● SET TASK
From the start of the entries through the line that contains "point(882, 405)", write the lines out again with "sedan" swapped for "hatchback" and everything else left unchanged.

● INPUT DATA
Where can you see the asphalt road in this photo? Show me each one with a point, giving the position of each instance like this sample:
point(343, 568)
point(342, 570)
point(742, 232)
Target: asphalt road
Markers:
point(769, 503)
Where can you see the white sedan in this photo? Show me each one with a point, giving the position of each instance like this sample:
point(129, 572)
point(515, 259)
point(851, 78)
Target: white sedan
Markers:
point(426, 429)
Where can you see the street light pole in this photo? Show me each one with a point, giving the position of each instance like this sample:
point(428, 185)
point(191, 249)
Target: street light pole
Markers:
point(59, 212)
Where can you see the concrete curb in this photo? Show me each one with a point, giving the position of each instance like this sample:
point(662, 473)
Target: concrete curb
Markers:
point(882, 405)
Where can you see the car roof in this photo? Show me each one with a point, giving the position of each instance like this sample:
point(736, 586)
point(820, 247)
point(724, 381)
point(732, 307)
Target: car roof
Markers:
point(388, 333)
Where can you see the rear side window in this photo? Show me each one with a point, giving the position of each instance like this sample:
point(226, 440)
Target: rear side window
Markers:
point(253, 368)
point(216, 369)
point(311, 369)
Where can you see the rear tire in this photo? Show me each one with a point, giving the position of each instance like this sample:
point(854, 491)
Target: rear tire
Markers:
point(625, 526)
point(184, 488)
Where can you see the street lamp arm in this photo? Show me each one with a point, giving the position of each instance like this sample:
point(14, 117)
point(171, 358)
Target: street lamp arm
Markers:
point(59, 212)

● EXERCISE OUTPUT
Where can you see the asphalt road in this photo? Show me each one with a point, giving the position of each instance like this sample:
point(343, 568)
point(342, 570)
point(742, 232)
Target: asphalt road
Markers:
point(769, 503)
Where can you see the white hatchback in this photo? Show me each one with a point, giving the position of each instance like this sample:
point(129, 572)
point(515, 259)
point(851, 78)
Target: white hatchback
Markers:
point(426, 429)
Where can you see the street light pole in this photo? Show me each one with a point, giving the position of each instance like this sample:
point(428, 185)
point(191, 249)
Target: street light pole
Markers:
point(59, 212)
Where can you see the concrete curb in this photo? Show me each one with a point, giving the position of each instance like this sample:
point(662, 473)
Target: concrete curb
Markers:
point(882, 405)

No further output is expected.